WHAT IS EXPECTED:
"Pretty please, detect the blue stripe" appears in one line of the listing below; retype that line and every later line exactly, stopping at the end, and nothing else.

STUDY MATERIAL:
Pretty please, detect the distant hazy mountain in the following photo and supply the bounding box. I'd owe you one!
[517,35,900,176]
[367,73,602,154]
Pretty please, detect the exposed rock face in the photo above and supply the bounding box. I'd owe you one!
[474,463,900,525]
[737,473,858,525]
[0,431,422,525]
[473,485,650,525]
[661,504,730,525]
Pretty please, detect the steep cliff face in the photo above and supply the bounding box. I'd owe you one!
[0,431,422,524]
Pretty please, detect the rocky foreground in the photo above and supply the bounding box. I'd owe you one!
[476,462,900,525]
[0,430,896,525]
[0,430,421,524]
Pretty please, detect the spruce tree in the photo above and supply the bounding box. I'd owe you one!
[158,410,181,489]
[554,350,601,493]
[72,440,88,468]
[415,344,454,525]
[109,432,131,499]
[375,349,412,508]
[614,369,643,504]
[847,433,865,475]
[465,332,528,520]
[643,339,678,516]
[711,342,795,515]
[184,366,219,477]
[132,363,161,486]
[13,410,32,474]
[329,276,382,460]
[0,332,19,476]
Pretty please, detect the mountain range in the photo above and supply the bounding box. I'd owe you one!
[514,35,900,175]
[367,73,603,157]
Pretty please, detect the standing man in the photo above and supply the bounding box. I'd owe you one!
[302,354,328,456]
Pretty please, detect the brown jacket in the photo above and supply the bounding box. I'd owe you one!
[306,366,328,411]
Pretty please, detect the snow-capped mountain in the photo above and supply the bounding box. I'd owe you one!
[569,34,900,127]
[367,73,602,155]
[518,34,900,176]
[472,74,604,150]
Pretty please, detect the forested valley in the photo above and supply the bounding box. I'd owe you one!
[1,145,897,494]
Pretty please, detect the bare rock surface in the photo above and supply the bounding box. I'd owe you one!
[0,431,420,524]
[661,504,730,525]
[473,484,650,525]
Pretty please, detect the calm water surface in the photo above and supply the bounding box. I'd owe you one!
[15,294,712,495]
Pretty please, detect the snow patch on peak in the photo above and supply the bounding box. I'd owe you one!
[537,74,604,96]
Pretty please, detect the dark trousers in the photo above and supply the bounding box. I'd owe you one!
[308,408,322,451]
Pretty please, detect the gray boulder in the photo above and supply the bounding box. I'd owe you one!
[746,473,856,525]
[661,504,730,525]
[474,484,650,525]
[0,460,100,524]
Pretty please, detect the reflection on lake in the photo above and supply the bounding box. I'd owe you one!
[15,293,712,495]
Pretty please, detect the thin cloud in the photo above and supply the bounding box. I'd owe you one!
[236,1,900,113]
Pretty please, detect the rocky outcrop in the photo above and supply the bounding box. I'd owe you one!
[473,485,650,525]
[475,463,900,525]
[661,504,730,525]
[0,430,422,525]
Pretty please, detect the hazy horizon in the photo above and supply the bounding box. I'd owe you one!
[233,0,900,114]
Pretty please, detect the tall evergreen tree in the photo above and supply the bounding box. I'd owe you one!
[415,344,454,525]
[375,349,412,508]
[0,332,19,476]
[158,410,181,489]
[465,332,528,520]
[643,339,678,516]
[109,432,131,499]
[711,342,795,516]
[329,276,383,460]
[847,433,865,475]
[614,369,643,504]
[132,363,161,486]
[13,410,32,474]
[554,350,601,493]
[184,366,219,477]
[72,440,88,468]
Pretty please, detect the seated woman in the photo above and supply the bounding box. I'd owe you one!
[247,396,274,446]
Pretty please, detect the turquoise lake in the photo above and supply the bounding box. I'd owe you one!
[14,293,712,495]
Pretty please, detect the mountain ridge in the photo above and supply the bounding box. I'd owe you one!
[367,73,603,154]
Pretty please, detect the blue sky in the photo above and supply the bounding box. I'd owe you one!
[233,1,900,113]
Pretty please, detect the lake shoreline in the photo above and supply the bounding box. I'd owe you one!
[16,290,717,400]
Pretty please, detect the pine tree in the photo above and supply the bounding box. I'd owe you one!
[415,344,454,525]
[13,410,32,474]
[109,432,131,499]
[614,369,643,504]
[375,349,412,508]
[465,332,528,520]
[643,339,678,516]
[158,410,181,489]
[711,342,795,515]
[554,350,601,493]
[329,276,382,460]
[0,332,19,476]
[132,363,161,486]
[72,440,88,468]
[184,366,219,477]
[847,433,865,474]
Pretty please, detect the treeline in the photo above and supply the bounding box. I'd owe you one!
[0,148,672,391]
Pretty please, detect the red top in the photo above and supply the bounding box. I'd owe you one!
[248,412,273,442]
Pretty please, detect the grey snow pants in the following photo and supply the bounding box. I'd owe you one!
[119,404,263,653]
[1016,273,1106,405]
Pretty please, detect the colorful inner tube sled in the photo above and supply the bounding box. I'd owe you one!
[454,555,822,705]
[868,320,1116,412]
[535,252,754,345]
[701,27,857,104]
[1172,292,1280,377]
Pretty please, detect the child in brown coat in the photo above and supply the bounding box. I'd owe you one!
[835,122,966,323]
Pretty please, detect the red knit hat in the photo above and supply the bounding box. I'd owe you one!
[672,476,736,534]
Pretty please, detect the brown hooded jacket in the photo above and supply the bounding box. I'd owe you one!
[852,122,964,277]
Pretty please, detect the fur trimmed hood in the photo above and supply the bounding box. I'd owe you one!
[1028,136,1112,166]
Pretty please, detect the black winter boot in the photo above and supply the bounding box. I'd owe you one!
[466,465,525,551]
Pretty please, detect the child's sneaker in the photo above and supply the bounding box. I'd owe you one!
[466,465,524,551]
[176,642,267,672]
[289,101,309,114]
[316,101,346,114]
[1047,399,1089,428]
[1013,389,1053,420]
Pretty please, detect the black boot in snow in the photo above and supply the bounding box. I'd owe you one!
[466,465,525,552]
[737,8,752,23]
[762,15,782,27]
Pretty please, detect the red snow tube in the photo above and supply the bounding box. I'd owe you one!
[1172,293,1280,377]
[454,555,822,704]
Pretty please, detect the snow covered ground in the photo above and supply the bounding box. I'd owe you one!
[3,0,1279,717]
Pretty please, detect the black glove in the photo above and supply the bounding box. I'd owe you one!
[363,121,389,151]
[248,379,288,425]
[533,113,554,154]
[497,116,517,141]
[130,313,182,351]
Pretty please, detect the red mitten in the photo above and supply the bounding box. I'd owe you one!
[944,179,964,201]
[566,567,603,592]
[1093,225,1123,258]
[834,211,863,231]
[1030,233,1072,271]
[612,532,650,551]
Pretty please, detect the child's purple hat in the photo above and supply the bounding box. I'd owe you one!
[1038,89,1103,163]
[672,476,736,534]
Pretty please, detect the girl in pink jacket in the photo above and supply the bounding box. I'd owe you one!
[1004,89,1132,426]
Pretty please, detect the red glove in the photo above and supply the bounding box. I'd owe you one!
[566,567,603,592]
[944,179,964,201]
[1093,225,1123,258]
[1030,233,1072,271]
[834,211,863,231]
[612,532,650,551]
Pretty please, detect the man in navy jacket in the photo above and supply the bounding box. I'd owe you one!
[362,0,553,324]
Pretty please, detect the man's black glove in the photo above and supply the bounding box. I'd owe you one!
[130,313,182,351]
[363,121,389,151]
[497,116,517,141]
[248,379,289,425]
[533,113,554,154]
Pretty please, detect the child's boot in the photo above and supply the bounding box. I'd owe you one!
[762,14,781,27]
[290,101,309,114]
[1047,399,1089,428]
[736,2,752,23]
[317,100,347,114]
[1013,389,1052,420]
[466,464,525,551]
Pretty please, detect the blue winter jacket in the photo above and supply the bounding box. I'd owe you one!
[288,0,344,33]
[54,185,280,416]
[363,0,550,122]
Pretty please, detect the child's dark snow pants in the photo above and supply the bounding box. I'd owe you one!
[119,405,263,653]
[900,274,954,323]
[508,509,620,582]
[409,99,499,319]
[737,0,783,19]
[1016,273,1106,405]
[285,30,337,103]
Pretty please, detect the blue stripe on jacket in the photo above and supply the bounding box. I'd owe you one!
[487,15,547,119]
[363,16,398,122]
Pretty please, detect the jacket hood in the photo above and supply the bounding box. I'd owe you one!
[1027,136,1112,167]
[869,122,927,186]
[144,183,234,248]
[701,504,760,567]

ANSWER SPACE:
Pretty please, detect the blue stripe on jacket in the photo above and supply the bounding box. I'd owe you one!
[487,15,547,119]
[363,16,398,122]
Pretty please, detect the jacket hood in the photo above and supply the bounding box. I'd owe you one!
[1027,136,1112,167]
[869,122,927,186]
[144,183,234,248]
[701,504,760,567]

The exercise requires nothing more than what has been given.